GIVEN EXERCISE 1:
Answer these questions using the article on the song "Sexy Song":
(a) What running time does it list for the song?
(b) Who produced the song?
(c) Which single came after "Sexy Song" in the singles chronology?
GIVEN EXERCISE 2: Using the article on the song "Sexy Song", explain in one to three sentences why the song is listed as being from the album Rated Love.
GIVEN EXERCISE 3: Continue the article on the song "Sexy Song" from where it stops.

PAGE:
* BEGIN *

Single by Keke Wyatt

from the album Rated Love
- Released: November 20, 2015
- Recorded: 2015
- Genre: R&B
- Length: 3:54
- Label: Aratek Entertainment
- Songwriter(s): Ketara "Keke" Wyatt, Brandon Hesson, Peter Penn
- Producer(s): Dominic “Dom” Gordon

Keke Wyatt singles chronology
| "Make Love" (2015) | "Sexy Song" (2015) | "Love Me" (2016) |

= Sexy Song =

"Sexy Song" is a song recorded by the American R&B singer Keke Wyatt for her fourth studio album, Rated Love (2016). The song was released as the lead single on November 20, 2015, by her own label, Aratek Entertainment. The song was written by Keke Wyatt, Brandon Hesson and Peter Penn and produced by Dominic Gordon.

* END *

MATERIAL SUPPLIED:
* BEGIN *

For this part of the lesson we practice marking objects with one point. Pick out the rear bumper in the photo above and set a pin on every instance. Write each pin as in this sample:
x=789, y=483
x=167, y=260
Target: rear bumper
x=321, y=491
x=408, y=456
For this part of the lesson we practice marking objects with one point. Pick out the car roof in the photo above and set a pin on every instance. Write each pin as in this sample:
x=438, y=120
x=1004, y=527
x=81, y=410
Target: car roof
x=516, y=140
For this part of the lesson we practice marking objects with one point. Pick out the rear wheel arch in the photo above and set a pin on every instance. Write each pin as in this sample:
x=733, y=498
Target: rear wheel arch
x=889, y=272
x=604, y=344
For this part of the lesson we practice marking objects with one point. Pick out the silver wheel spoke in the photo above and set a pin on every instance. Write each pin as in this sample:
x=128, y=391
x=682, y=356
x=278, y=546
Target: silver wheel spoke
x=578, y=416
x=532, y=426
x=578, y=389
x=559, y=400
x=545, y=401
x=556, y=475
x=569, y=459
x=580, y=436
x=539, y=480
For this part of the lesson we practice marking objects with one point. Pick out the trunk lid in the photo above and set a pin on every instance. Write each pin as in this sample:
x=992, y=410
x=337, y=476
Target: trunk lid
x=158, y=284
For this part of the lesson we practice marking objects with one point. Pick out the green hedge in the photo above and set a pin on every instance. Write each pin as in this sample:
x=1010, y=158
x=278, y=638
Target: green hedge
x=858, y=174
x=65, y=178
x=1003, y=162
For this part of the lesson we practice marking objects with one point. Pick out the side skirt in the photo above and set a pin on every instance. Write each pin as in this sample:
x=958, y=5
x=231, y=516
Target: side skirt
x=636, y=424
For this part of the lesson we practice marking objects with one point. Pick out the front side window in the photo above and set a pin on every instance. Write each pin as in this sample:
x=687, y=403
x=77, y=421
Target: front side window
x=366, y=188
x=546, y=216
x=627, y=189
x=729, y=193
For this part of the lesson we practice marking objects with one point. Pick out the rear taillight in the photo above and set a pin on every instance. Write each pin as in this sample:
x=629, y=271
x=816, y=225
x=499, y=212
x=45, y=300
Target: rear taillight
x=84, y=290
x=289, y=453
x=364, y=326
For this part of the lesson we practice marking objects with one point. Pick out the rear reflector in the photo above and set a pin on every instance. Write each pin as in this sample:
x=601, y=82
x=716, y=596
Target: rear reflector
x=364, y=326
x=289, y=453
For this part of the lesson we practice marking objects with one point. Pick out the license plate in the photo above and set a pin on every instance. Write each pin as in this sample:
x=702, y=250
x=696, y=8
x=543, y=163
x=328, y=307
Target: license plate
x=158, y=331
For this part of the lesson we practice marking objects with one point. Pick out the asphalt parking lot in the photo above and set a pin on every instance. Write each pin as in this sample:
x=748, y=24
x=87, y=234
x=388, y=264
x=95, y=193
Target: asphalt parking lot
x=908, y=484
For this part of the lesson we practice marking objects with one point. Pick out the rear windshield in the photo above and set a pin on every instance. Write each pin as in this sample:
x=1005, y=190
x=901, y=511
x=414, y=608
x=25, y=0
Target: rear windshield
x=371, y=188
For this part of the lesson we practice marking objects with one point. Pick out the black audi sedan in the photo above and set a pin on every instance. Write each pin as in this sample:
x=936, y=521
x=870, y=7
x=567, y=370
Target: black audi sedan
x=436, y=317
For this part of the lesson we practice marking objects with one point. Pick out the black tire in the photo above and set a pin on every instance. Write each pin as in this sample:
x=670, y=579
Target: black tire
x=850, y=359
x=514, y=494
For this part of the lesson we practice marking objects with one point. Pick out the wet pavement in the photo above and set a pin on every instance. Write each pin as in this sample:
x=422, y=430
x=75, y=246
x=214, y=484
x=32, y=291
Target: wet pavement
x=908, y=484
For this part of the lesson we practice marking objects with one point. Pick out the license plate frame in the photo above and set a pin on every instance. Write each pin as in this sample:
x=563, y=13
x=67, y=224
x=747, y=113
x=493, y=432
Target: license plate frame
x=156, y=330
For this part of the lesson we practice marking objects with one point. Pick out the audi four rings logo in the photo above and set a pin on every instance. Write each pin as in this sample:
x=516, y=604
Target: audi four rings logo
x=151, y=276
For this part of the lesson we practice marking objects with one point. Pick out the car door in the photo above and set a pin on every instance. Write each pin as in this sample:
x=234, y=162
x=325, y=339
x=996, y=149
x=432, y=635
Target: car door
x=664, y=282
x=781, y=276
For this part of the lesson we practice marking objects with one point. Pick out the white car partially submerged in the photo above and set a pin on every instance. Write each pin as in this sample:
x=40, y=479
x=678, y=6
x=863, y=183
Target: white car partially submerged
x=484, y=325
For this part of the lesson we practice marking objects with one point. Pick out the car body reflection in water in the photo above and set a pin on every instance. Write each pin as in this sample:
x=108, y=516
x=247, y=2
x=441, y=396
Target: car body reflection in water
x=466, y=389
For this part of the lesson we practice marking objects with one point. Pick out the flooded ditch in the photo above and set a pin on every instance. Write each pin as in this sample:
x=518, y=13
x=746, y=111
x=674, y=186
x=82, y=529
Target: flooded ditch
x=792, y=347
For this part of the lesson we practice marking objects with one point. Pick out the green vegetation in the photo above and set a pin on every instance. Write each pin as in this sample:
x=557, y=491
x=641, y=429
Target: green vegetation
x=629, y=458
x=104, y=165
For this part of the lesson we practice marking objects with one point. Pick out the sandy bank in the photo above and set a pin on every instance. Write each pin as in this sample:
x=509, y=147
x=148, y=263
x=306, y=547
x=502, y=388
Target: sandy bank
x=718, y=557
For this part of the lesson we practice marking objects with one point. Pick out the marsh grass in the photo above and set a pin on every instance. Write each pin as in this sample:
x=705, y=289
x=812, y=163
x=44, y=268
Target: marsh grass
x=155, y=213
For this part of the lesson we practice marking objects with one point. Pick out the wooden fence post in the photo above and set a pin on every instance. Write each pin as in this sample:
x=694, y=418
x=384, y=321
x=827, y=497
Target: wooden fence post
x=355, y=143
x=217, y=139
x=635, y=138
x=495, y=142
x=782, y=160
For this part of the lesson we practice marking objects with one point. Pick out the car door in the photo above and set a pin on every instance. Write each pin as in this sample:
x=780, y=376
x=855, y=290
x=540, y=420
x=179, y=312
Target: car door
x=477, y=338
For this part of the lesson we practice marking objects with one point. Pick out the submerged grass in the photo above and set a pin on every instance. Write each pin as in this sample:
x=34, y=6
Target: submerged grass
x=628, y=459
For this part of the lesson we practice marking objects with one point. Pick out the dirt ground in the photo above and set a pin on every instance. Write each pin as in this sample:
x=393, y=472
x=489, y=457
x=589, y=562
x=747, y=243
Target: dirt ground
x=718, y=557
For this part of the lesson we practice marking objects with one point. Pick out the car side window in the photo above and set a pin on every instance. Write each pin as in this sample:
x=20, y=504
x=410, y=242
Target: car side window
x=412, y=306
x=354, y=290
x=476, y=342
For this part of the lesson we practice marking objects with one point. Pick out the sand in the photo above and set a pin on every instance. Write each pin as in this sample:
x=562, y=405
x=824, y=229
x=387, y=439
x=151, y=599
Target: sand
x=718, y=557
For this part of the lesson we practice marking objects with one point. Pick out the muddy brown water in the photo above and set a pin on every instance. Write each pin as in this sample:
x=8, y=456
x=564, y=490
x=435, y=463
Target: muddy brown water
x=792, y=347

* END *

ANSWER 1:
(a) 3:54
(b) Dominic "Dom" Gordon
(c) "Love Me" (2016)

ANSWER 2: Keke Wyatt recorded the song for her fourth studio album, Rated Love (2016). It was released on November 20, 2015, as that album's lead single.

ANSWER 3:
==Background==
In May 2014, Wyatt released two singles ("Fall in Love" and "Lie Under You") from her first extended play, Ke'Ke'. Promotion for Ke'Ke from Aratek Entertainment ended in late 2015. However, Wyatt continued to do spot-date performances in the US throughout 2014 and 2015. She also continued starring in TV One's R&B Divas: Atlanta for three seasons.

==Conception and release==
"Sexy Song" was written by Keke Wyatt, Brandon Hesson and Peter Penn. It was produced by Dominic Gordon. Speaking about the song Wyatt said, "All women should feel sexy in their own skin. I’m a wife, mother of eight, business woman and so many other things, and yes, I can still be sexy while juggling my everyday life. I want to reach the lovers in the world with this track, especially those women who need to be reminded that they are sexy too."

On November 7, 2015, Wyatt released a short video on her YouTube account previewing "Sexy Song" and asking fans to request the song on the radio. The song was released on November 20, 2015, via Apple Music/iTunes and other streaming websites.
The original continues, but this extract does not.